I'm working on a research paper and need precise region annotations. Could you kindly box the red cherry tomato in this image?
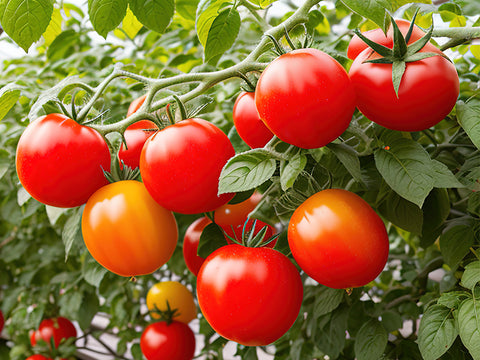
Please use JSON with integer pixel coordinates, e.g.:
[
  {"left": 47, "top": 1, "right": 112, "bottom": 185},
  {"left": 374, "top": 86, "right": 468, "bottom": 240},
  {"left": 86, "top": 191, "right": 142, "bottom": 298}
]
[
  {"left": 30, "top": 316, "right": 77, "bottom": 348},
  {"left": 349, "top": 44, "right": 460, "bottom": 131},
  {"left": 197, "top": 244, "right": 303, "bottom": 346},
  {"left": 183, "top": 216, "right": 211, "bottom": 276},
  {"left": 232, "top": 91, "right": 273, "bottom": 149},
  {"left": 288, "top": 189, "right": 389, "bottom": 289},
  {"left": 82, "top": 180, "right": 178, "bottom": 276},
  {"left": 140, "top": 119, "right": 235, "bottom": 214},
  {"left": 140, "top": 321, "right": 195, "bottom": 360},
  {"left": 16, "top": 114, "right": 110, "bottom": 207},
  {"left": 255, "top": 49, "right": 355, "bottom": 149},
  {"left": 347, "top": 19, "right": 425, "bottom": 60}
]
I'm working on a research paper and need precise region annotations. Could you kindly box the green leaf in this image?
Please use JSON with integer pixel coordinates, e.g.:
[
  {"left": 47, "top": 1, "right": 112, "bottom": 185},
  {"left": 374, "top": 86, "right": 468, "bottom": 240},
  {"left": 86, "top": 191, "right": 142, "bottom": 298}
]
[
  {"left": 88, "top": 0, "right": 128, "bottom": 38},
  {"left": 355, "top": 319, "right": 388, "bottom": 360},
  {"left": 375, "top": 138, "right": 435, "bottom": 207},
  {"left": 440, "top": 225, "right": 474, "bottom": 269},
  {"left": 218, "top": 149, "right": 277, "bottom": 194},
  {"left": 205, "top": 7, "right": 240, "bottom": 65},
  {"left": 0, "top": 0, "right": 53, "bottom": 52},
  {"left": 128, "top": 0, "right": 175, "bottom": 34},
  {"left": 418, "top": 305, "right": 458, "bottom": 360},
  {"left": 457, "top": 298, "right": 480, "bottom": 360}
]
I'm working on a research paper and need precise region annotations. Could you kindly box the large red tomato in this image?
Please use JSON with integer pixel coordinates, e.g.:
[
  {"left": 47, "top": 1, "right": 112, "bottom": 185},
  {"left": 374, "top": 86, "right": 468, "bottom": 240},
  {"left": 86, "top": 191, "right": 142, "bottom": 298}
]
[
  {"left": 255, "top": 49, "right": 355, "bottom": 149},
  {"left": 140, "top": 119, "right": 235, "bottom": 214},
  {"left": 30, "top": 316, "right": 77, "bottom": 348},
  {"left": 16, "top": 114, "right": 110, "bottom": 207},
  {"left": 347, "top": 19, "right": 425, "bottom": 60},
  {"left": 140, "top": 321, "right": 195, "bottom": 360},
  {"left": 288, "top": 189, "right": 389, "bottom": 289},
  {"left": 349, "top": 44, "right": 460, "bottom": 131},
  {"left": 82, "top": 180, "right": 178, "bottom": 276},
  {"left": 232, "top": 91, "right": 273, "bottom": 149},
  {"left": 197, "top": 244, "right": 303, "bottom": 346}
]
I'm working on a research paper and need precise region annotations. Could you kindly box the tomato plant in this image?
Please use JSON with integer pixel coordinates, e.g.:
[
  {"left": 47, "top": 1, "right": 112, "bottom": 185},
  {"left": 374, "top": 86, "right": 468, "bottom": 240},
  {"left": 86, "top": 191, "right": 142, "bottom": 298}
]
[
  {"left": 147, "top": 281, "right": 197, "bottom": 324},
  {"left": 140, "top": 119, "right": 235, "bottom": 214},
  {"left": 197, "top": 244, "right": 303, "bottom": 346},
  {"left": 288, "top": 189, "right": 389, "bottom": 289},
  {"left": 16, "top": 114, "right": 110, "bottom": 207},
  {"left": 255, "top": 49, "right": 355, "bottom": 149},
  {"left": 232, "top": 91, "right": 273, "bottom": 148},
  {"left": 140, "top": 321, "right": 195, "bottom": 360},
  {"left": 82, "top": 180, "right": 178, "bottom": 276}
]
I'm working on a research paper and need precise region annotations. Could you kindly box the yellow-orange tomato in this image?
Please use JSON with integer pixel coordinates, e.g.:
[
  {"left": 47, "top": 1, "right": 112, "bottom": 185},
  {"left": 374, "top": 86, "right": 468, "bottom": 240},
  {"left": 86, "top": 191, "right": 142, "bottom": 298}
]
[
  {"left": 147, "top": 281, "right": 197, "bottom": 324},
  {"left": 82, "top": 180, "right": 178, "bottom": 276}
]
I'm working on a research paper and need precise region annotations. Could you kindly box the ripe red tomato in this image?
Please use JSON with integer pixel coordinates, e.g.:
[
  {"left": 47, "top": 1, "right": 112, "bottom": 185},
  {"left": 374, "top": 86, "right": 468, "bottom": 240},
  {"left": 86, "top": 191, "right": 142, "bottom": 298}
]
[
  {"left": 347, "top": 19, "right": 425, "bottom": 60},
  {"left": 255, "top": 49, "right": 355, "bottom": 149},
  {"left": 288, "top": 189, "right": 389, "bottom": 289},
  {"left": 16, "top": 114, "right": 110, "bottom": 207},
  {"left": 349, "top": 44, "right": 460, "bottom": 131},
  {"left": 140, "top": 321, "right": 195, "bottom": 360},
  {"left": 232, "top": 91, "right": 273, "bottom": 149},
  {"left": 82, "top": 180, "right": 178, "bottom": 276},
  {"left": 30, "top": 316, "right": 77, "bottom": 348},
  {"left": 197, "top": 244, "right": 303, "bottom": 346},
  {"left": 183, "top": 216, "right": 211, "bottom": 276},
  {"left": 140, "top": 119, "right": 235, "bottom": 214}
]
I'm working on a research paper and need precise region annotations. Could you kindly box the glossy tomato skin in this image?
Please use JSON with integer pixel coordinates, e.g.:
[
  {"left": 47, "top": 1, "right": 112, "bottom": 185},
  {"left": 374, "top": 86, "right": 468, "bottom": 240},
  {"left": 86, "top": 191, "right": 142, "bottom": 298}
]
[
  {"left": 255, "top": 49, "right": 355, "bottom": 149},
  {"left": 82, "top": 180, "right": 178, "bottom": 276},
  {"left": 147, "top": 281, "right": 197, "bottom": 324},
  {"left": 349, "top": 44, "right": 460, "bottom": 131},
  {"left": 197, "top": 244, "right": 303, "bottom": 346},
  {"left": 232, "top": 91, "right": 273, "bottom": 149},
  {"left": 347, "top": 19, "right": 425, "bottom": 60},
  {"left": 183, "top": 216, "right": 211, "bottom": 276},
  {"left": 288, "top": 189, "right": 389, "bottom": 289},
  {"left": 30, "top": 316, "right": 77, "bottom": 348},
  {"left": 140, "top": 119, "right": 235, "bottom": 214},
  {"left": 140, "top": 321, "right": 195, "bottom": 360},
  {"left": 16, "top": 114, "right": 110, "bottom": 208}
]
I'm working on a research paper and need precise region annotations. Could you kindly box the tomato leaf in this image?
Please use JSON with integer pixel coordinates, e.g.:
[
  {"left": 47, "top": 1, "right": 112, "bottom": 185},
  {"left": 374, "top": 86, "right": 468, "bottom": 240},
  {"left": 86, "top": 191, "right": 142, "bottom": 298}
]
[
  {"left": 374, "top": 138, "right": 435, "bottom": 207},
  {"left": 0, "top": 0, "right": 53, "bottom": 52},
  {"left": 129, "top": 0, "right": 175, "bottom": 34},
  {"left": 418, "top": 305, "right": 458, "bottom": 360},
  {"left": 205, "top": 7, "right": 240, "bottom": 65},
  {"left": 218, "top": 149, "right": 277, "bottom": 194}
]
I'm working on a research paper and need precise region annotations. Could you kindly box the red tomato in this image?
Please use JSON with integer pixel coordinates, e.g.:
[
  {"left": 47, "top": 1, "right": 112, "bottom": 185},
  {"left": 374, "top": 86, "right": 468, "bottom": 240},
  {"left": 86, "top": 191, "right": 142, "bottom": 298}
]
[
  {"left": 140, "top": 119, "right": 235, "bottom": 214},
  {"left": 30, "top": 316, "right": 77, "bottom": 348},
  {"left": 183, "top": 216, "right": 211, "bottom": 276},
  {"left": 16, "top": 114, "right": 110, "bottom": 207},
  {"left": 232, "top": 91, "right": 273, "bottom": 149},
  {"left": 197, "top": 244, "right": 303, "bottom": 346},
  {"left": 255, "top": 49, "right": 355, "bottom": 149},
  {"left": 140, "top": 321, "right": 195, "bottom": 360},
  {"left": 349, "top": 44, "right": 460, "bottom": 131},
  {"left": 82, "top": 180, "right": 178, "bottom": 276},
  {"left": 288, "top": 189, "right": 389, "bottom": 289},
  {"left": 347, "top": 19, "right": 425, "bottom": 60}
]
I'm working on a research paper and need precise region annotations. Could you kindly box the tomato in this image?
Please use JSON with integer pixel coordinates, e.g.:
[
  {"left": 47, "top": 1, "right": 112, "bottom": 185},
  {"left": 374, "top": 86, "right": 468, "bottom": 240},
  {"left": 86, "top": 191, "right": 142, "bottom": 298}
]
[
  {"left": 30, "top": 316, "right": 77, "bottom": 348},
  {"left": 197, "top": 244, "right": 303, "bottom": 346},
  {"left": 255, "top": 49, "right": 355, "bottom": 149},
  {"left": 347, "top": 19, "right": 425, "bottom": 60},
  {"left": 147, "top": 281, "right": 197, "bottom": 324},
  {"left": 82, "top": 180, "right": 178, "bottom": 276},
  {"left": 183, "top": 216, "right": 211, "bottom": 276},
  {"left": 288, "top": 189, "right": 389, "bottom": 289},
  {"left": 16, "top": 114, "right": 110, "bottom": 207},
  {"left": 140, "top": 119, "right": 235, "bottom": 214},
  {"left": 349, "top": 44, "right": 460, "bottom": 131},
  {"left": 232, "top": 91, "right": 273, "bottom": 149},
  {"left": 140, "top": 321, "right": 195, "bottom": 360}
]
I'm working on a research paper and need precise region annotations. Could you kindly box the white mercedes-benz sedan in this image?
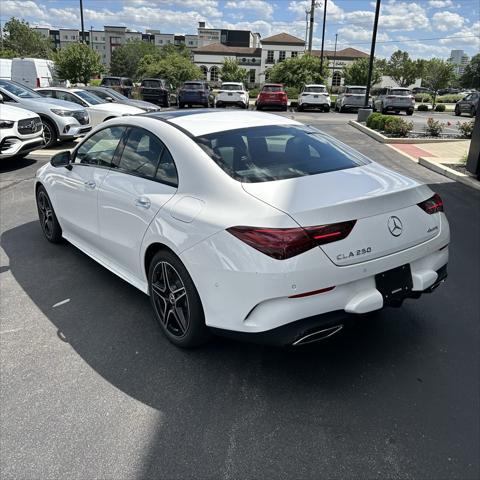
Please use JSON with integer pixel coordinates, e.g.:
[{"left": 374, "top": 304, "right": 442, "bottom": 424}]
[{"left": 35, "top": 109, "right": 450, "bottom": 347}]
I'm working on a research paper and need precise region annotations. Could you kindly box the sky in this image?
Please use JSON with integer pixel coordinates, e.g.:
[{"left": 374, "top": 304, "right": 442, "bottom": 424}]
[{"left": 0, "top": 0, "right": 480, "bottom": 58}]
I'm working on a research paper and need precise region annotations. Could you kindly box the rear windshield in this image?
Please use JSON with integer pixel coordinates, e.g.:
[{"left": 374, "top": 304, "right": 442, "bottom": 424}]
[
  {"left": 196, "top": 125, "right": 368, "bottom": 183},
  {"left": 183, "top": 83, "right": 204, "bottom": 90},
  {"left": 262, "top": 85, "right": 283, "bottom": 92},
  {"left": 388, "top": 90, "right": 410, "bottom": 97},
  {"left": 142, "top": 80, "right": 162, "bottom": 88},
  {"left": 345, "top": 88, "right": 367, "bottom": 95},
  {"left": 221, "top": 83, "right": 243, "bottom": 90},
  {"left": 303, "top": 87, "right": 327, "bottom": 93}
]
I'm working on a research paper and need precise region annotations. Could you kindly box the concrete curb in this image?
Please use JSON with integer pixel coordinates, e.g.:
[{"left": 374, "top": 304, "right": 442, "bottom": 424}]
[
  {"left": 348, "top": 120, "right": 468, "bottom": 144},
  {"left": 418, "top": 157, "right": 480, "bottom": 190}
]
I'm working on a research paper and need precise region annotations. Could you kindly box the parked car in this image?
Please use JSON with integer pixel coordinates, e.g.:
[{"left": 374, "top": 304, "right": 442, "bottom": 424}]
[
  {"left": 335, "top": 85, "right": 372, "bottom": 112},
  {"left": 455, "top": 92, "right": 480, "bottom": 117},
  {"left": 255, "top": 83, "right": 288, "bottom": 111},
  {"left": 140, "top": 78, "right": 173, "bottom": 107},
  {"left": 178, "top": 80, "right": 215, "bottom": 108},
  {"left": 373, "top": 87, "right": 415, "bottom": 115},
  {"left": 36, "top": 110, "right": 450, "bottom": 347},
  {"left": 82, "top": 87, "right": 160, "bottom": 112},
  {"left": 0, "top": 94, "right": 45, "bottom": 160},
  {"left": 100, "top": 77, "right": 133, "bottom": 98},
  {"left": 297, "top": 84, "right": 331, "bottom": 112},
  {"left": 0, "top": 80, "right": 92, "bottom": 147},
  {"left": 36, "top": 87, "right": 145, "bottom": 127},
  {"left": 215, "top": 82, "right": 250, "bottom": 109}
]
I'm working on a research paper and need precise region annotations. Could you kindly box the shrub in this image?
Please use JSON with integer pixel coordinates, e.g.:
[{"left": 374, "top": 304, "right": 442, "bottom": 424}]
[
  {"left": 383, "top": 116, "right": 413, "bottom": 137},
  {"left": 436, "top": 94, "right": 463, "bottom": 103},
  {"left": 425, "top": 117, "right": 445, "bottom": 137},
  {"left": 457, "top": 120, "right": 475, "bottom": 138}
]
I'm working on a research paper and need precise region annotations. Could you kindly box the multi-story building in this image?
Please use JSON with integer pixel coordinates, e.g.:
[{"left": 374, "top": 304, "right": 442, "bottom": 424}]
[{"left": 447, "top": 50, "right": 470, "bottom": 75}]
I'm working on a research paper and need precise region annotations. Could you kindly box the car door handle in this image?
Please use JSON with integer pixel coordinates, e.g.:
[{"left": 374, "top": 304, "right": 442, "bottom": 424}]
[{"left": 135, "top": 197, "right": 151, "bottom": 208}]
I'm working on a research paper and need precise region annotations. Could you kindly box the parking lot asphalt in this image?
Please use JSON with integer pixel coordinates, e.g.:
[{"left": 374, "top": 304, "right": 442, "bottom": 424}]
[{"left": 0, "top": 114, "right": 480, "bottom": 480}]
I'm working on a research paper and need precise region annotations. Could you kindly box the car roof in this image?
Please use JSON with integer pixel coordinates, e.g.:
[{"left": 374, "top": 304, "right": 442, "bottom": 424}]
[{"left": 145, "top": 108, "right": 301, "bottom": 137}]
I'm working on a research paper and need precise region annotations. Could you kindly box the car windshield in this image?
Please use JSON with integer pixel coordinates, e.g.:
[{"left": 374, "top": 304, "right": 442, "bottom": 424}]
[
  {"left": 221, "top": 83, "right": 243, "bottom": 90},
  {"left": 196, "top": 125, "right": 368, "bottom": 183},
  {"left": 183, "top": 83, "right": 203, "bottom": 90},
  {"left": 262, "top": 85, "right": 283, "bottom": 92},
  {"left": 345, "top": 87, "right": 367, "bottom": 95},
  {"left": 0, "top": 80, "right": 43, "bottom": 98},
  {"left": 388, "top": 90, "right": 410, "bottom": 97},
  {"left": 303, "top": 87, "right": 327, "bottom": 93},
  {"left": 75, "top": 90, "right": 106, "bottom": 105}
]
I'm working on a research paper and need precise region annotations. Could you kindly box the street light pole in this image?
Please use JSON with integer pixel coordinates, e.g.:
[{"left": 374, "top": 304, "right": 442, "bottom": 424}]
[
  {"left": 308, "top": 0, "right": 315, "bottom": 53},
  {"left": 363, "top": 0, "right": 381, "bottom": 108},
  {"left": 80, "top": 0, "right": 85, "bottom": 42},
  {"left": 320, "top": 0, "right": 327, "bottom": 72}
]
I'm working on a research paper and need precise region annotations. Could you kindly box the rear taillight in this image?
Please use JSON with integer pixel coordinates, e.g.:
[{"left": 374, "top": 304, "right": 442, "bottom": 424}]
[
  {"left": 418, "top": 193, "right": 443, "bottom": 215},
  {"left": 227, "top": 220, "right": 356, "bottom": 260}
]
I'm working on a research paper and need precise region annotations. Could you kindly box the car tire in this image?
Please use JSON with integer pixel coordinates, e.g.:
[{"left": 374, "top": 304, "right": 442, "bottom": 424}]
[
  {"left": 42, "top": 118, "right": 58, "bottom": 148},
  {"left": 148, "top": 250, "right": 211, "bottom": 348},
  {"left": 36, "top": 185, "right": 62, "bottom": 243}
]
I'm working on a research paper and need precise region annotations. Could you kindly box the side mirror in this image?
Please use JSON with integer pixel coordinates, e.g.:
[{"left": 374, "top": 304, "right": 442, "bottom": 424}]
[{"left": 50, "top": 150, "right": 72, "bottom": 170}]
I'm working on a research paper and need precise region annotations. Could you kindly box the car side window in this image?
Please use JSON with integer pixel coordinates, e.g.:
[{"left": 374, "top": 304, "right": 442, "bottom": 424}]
[{"left": 73, "top": 126, "right": 125, "bottom": 168}]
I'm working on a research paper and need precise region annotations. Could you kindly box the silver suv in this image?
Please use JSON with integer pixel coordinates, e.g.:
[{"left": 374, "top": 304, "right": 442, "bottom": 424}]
[
  {"left": 373, "top": 87, "right": 415, "bottom": 115},
  {"left": 0, "top": 80, "right": 92, "bottom": 147}
]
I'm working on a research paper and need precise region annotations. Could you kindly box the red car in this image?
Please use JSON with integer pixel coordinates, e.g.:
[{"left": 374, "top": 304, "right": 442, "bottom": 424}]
[{"left": 256, "top": 83, "right": 288, "bottom": 111}]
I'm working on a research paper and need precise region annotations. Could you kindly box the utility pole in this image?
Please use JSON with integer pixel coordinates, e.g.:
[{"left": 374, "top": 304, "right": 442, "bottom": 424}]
[
  {"left": 308, "top": 0, "right": 315, "bottom": 53},
  {"left": 363, "top": 0, "right": 381, "bottom": 108},
  {"left": 320, "top": 0, "right": 327, "bottom": 71},
  {"left": 80, "top": 0, "right": 85, "bottom": 42}
]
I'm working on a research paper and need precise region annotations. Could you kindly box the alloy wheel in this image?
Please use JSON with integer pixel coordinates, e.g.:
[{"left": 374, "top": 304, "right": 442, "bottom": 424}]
[
  {"left": 150, "top": 261, "right": 190, "bottom": 337},
  {"left": 37, "top": 191, "right": 54, "bottom": 240}
]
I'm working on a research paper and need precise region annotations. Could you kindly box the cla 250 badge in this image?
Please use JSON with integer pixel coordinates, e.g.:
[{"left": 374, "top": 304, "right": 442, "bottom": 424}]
[{"left": 337, "top": 247, "right": 372, "bottom": 260}]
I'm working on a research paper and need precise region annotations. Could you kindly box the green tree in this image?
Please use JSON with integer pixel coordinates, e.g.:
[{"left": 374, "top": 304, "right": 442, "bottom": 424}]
[
  {"left": 54, "top": 43, "right": 105, "bottom": 84},
  {"left": 343, "top": 58, "right": 382, "bottom": 86},
  {"left": 2, "top": 17, "right": 52, "bottom": 58},
  {"left": 268, "top": 54, "right": 329, "bottom": 88},
  {"left": 385, "top": 50, "right": 421, "bottom": 87},
  {"left": 460, "top": 53, "right": 480, "bottom": 90},
  {"left": 423, "top": 58, "right": 455, "bottom": 107},
  {"left": 220, "top": 58, "right": 248, "bottom": 83},
  {"left": 110, "top": 40, "right": 158, "bottom": 78},
  {"left": 136, "top": 53, "right": 203, "bottom": 88}
]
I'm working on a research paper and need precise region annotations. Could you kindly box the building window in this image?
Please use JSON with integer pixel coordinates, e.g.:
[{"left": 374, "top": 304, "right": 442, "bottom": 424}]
[
  {"left": 210, "top": 67, "right": 219, "bottom": 82},
  {"left": 332, "top": 72, "right": 342, "bottom": 87}
]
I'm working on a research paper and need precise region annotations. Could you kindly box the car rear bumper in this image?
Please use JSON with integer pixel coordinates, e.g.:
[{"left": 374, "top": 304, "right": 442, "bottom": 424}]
[{"left": 181, "top": 214, "right": 449, "bottom": 334}]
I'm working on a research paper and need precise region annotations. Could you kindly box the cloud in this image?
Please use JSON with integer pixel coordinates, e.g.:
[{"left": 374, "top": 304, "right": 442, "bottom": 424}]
[
  {"left": 225, "top": 0, "right": 273, "bottom": 18},
  {"left": 432, "top": 12, "right": 464, "bottom": 32}
]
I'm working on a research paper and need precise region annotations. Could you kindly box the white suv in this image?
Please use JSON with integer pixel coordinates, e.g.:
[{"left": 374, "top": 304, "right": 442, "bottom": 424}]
[
  {"left": 373, "top": 87, "right": 415, "bottom": 115},
  {"left": 297, "top": 85, "right": 330, "bottom": 112},
  {"left": 0, "top": 100, "right": 44, "bottom": 160},
  {"left": 215, "top": 82, "right": 249, "bottom": 109}
]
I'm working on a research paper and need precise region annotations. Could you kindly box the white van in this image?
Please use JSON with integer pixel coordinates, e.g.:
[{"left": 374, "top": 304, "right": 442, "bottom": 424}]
[
  {"left": 11, "top": 58, "right": 55, "bottom": 88},
  {"left": 0, "top": 58, "right": 12, "bottom": 80}
]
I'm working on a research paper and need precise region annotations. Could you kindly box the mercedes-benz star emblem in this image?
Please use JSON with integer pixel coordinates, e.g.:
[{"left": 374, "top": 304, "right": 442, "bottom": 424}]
[{"left": 388, "top": 216, "right": 403, "bottom": 237}]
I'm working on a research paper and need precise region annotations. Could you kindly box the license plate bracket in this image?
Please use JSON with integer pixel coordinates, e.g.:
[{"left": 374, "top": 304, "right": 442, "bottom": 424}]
[{"left": 375, "top": 263, "right": 413, "bottom": 302}]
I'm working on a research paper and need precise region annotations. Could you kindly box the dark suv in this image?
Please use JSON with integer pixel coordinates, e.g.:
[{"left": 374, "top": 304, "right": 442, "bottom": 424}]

+--

● **Aim of the exercise**
Copy the material above verbatim, starting at the line containing "dark suv in this image?" and continuing through its final line, both ends included.

● **Task response**
I'm working on a research paper and need precise region annotations. Could you kindly box the dark suv in this image?
Please use JSON with integer pixel coordinates, e.g.:
[{"left": 374, "top": 304, "right": 442, "bottom": 424}]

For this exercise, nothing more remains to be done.